* [Source data]
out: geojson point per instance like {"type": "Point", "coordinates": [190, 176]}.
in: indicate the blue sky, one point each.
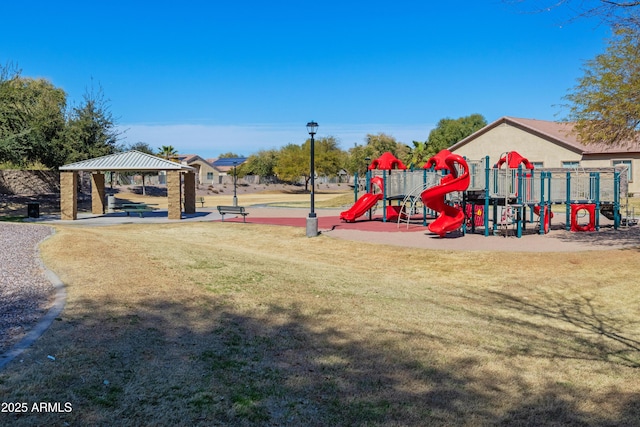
{"type": "Point", "coordinates": [209, 77]}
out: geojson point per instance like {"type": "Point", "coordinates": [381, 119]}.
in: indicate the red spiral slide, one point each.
{"type": "Point", "coordinates": [450, 218]}
{"type": "Point", "coordinates": [364, 203]}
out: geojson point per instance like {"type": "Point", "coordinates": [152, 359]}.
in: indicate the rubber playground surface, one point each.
{"type": "Point", "coordinates": [418, 236]}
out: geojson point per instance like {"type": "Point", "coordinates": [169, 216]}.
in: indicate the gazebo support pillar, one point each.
{"type": "Point", "coordinates": [189, 192]}
{"type": "Point", "coordinates": [97, 193]}
{"type": "Point", "coordinates": [69, 195]}
{"type": "Point", "coordinates": [174, 195]}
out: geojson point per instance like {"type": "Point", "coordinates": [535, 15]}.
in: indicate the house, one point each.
{"type": "Point", "coordinates": [206, 173]}
{"type": "Point", "coordinates": [547, 144]}
{"type": "Point", "coordinates": [225, 165]}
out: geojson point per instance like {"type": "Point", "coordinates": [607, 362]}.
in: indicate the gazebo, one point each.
{"type": "Point", "coordinates": [129, 161]}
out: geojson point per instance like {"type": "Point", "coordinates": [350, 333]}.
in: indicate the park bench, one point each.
{"type": "Point", "coordinates": [234, 210]}
{"type": "Point", "coordinates": [139, 208]}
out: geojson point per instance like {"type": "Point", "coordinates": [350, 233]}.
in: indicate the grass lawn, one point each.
{"type": "Point", "coordinates": [246, 324]}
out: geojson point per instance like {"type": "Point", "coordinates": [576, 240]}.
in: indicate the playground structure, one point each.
{"type": "Point", "coordinates": [502, 198]}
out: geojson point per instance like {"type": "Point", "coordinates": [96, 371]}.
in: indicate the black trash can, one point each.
{"type": "Point", "coordinates": [33, 210]}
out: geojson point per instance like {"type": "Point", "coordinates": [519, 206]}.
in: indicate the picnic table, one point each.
{"type": "Point", "coordinates": [139, 208]}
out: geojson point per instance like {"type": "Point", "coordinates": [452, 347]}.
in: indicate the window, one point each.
{"type": "Point", "coordinates": [571, 164]}
{"type": "Point", "coordinates": [626, 163]}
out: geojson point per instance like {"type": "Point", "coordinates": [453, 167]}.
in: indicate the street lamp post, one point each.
{"type": "Point", "coordinates": [312, 221]}
{"type": "Point", "coordinates": [235, 180]}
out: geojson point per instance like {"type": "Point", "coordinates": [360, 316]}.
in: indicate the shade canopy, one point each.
{"type": "Point", "coordinates": [126, 161]}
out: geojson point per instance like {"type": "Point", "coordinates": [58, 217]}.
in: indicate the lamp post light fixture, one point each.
{"type": "Point", "coordinates": [312, 220]}
{"type": "Point", "coordinates": [235, 181]}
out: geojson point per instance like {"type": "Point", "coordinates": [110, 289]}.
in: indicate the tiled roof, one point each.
{"type": "Point", "coordinates": [127, 161]}
{"type": "Point", "coordinates": [560, 133]}
{"type": "Point", "coordinates": [229, 161]}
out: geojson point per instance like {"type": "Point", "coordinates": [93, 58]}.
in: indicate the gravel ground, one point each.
{"type": "Point", "coordinates": [25, 293]}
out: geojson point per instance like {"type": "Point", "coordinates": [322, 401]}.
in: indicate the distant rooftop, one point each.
{"type": "Point", "coordinates": [228, 161]}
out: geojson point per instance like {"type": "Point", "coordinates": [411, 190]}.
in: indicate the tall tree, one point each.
{"type": "Point", "coordinates": [261, 163]}
{"type": "Point", "coordinates": [143, 147]}
{"type": "Point", "coordinates": [606, 102]}
{"type": "Point", "coordinates": [293, 163]}
{"type": "Point", "coordinates": [327, 156]}
{"type": "Point", "coordinates": [31, 119]}
{"type": "Point", "coordinates": [449, 131]}
{"type": "Point", "coordinates": [616, 13]}
{"type": "Point", "coordinates": [91, 129]}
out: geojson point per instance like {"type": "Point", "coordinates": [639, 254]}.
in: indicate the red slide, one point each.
{"type": "Point", "coordinates": [450, 218]}
{"type": "Point", "coordinates": [364, 203]}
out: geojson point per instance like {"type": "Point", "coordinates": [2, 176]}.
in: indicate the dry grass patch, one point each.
{"type": "Point", "coordinates": [213, 323]}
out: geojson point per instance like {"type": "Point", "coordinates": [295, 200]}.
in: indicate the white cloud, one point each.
{"type": "Point", "coordinates": [212, 140]}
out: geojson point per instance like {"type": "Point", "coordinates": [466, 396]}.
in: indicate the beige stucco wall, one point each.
{"type": "Point", "coordinates": [602, 160]}
{"type": "Point", "coordinates": [203, 169]}
{"type": "Point", "coordinates": [504, 138]}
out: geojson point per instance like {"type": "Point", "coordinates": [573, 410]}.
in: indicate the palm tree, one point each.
{"type": "Point", "coordinates": [167, 152]}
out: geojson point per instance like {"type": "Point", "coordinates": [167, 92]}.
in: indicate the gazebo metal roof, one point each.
{"type": "Point", "coordinates": [127, 161]}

* [Work instruction]
Your copy of the records must match them exactly, except that no pictures appear in it.

* [Response to this task]
out: geojson point per instance like {"type": "Point", "coordinates": [190, 176]}.
in: indicate the blue sky, one point each.
{"type": "Point", "coordinates": [209, 77]}
out: geojson point per instance like {"type": "Point", "coordinates": [381, 119]}.
in: indicate the red spiral slide, one point each.
{"type": "Point", "coordinates": [450, 218]}
{"type": "Point", "coordinates": [364, 203]}
out: geojson point per instance like {"type": "Point", "coordinates": [152, 359]}.
in: indicate the rubber playground surface, one point each.
{"type": "Point", "coordinates": [418, 236]}
out: geojson point per instance like {"type": "Point", "coordinates": [169, 216]}.
in: indicate the gazebo support pillar, one point each.
{"type": "Point", "coordinates": [189, 192]}
{"type": "Point", "coordinates": [97, 193]}
{"type": "Point", "coordinates": [69, 195]}
{"type": "Point", "coordinates": [174, 195]}
out: geojson point per instance like {"type": "Point", "coordinates": [535, 15]}.
in: indicate the house, one point each.
{"type": "Point", "coordinates": [206, 173]}
{"type": "Point", "coordinates": [547, 144]}
{"type": "Point", "coordinates": [225, 165]}
out: geojson point per instance like {"type": "Point", "coordinates": [607, 362]}.
in: indicate the gazebo, one point each.
{"type": "Point", "coordinates": [129, 161]}
out: geojson point per instance like {"type": "Point", "coordinates": [350, 333]}.
in: indicate the park bench, one point each.
{"type": "Point", "coordinates": [234, 210]}
{"type": "Point", "coordinates": [139, 208]}
out: geojson point per instance like {"type": "Point", "coordinates": [350, 233]}.
in: indicate the grass lawn, one point each.
{"type": "Point", "coordinates": [246, 324]}
out: geojson point per instance like {"type": "Point", "coordinates": [576, 240]}.
in: indicate the playground structure, one point each.
{"type": "Point", "coordinates": [502, 198]}
out: geojson point per instance like {"type": "Point", "coordinates": [96, 371]}.
in: indicate the black trash can, one point each.
{"type": "Point", "coordinates": [33, 210]}
out: geojson point per instance like {"type": "Point", "coordinates": [519, 206]}.
in: indicate the picnic table, one point each.
{"type": "Point", "coordinates": [139, 208]}
out: geojson point per instance like {"type": "Point", "coordinates": [452, 347]}.
in: indicate the window, one point each.
{"type": "Point", "coordinates": [571, 164]}
{"type": "Point", "coordinates": [626, 163]}
out: geojson point per instance like {"type": "Point", "coordinates": [453, 167]}.
in: indicate the street lamp post, one point each.
{"type": "Point", "coordinates": [312, 221]}
{"type": "Point", "coordinates": [235, 180]}
out: geojson point per instance like {"type": "Point", "coordinates": [360, 316]}.
in: indicate the shade canopy, one point each.
{"type": "Point", "coordinates": [126, 161]}
out: geojson point per instance like {"type": "Point", "coordinates": [58, 217]}.
in: indicate the lamp post light fixture, one point each.
{"type": "Point", "coordinates": [312, 220]}
{"type": "Point", "coordinates": [235, 181]}
out: geojson point per instance like {"type": "Point", "coordinates": [110, 289]}.
in: indicate the tiled roof, one point each.
{"type": "Point", "coordinates": [127, 161]}
{"type": "Point", "coordinates": [560, 133]}
{"type": "Point", "coordinates": [229, 161]}
out: geojson point per instance like {"type": "Point", "coordinates": [93, 58]}.
in: indicate the gravel ground, one point each.
{"type": "Point", "coordinates": [25, 293]}
out: geojson point per instance like {"type": "Point", "coordinates": [322, 401]}.
in: indicate the distant rooftop, one point each.
{"type": "Point", "coordinates": [228, 161]}
out: geojson point per instance like {"type": "Point", "coordinates": [411, 190]}.
in: indicate the tall tree, one point each.
{"type": "Point", "coordinates": [261, 163]}
{"type": "Point", "coordinates": [143, 147]}
{"type": "Point", "coordinates": [606, 102]}
{"type": "Point", "coordinates": [293, 163]}
{"type": "Point", "coordinates": [327, 156]}
{"type": "Point", "coordinates": [31, 119]}
{"type": "Point", "coordinates": [449, 131]}
{"type": "Point", "coordinates": [616, 13]}
{"type": "Point", "coordinates": [91, 129]}
out: geojson point per instance like {"type": "Point", "coordinates": [639, 254]}.
in: indicate the red slide, one point each.
{"type": "Point", "coordinates": [450, 218]}
{"type": "Point", "coordinates": [364, 203]}
out: geojson point per instance like {"type": "Point", "coordinates": [2, 176]}.
in: indicate the dry grass patch, one point each.
{"type": "Point", "coordinates": [213, 323]}
out: geojson point per instance like {"type": "Point", "coordinates": [295, 200]}.
in: indicate the white cloud, one point each.
{"type": "Point", "coordinates": [212, 140]}
out: geojson point per instance like {"type": "Point", "coordinates": [466, 396]}.
in: indicate the beige stucco wall, one point each.
{"type": "Point", "coordinates": [602, 160]}
{"type": "Point", "coordinates": [203, 169]}
{"type": "Point", "coordinates": [504, 138]}
out: geojson point per instance like {"type": "Point", "coordinates": [573, 410]}.
in: indicate the palm tree, one point each.
{"type": "Point", "coordinates": [167, 152]}
out: geojson point per instance like {"type": "Point", "coordinates": [167, 92]}.
in: indicate the gazebo metal roof, one point each.
{"type": "Point", "coordinates": [127, 161]}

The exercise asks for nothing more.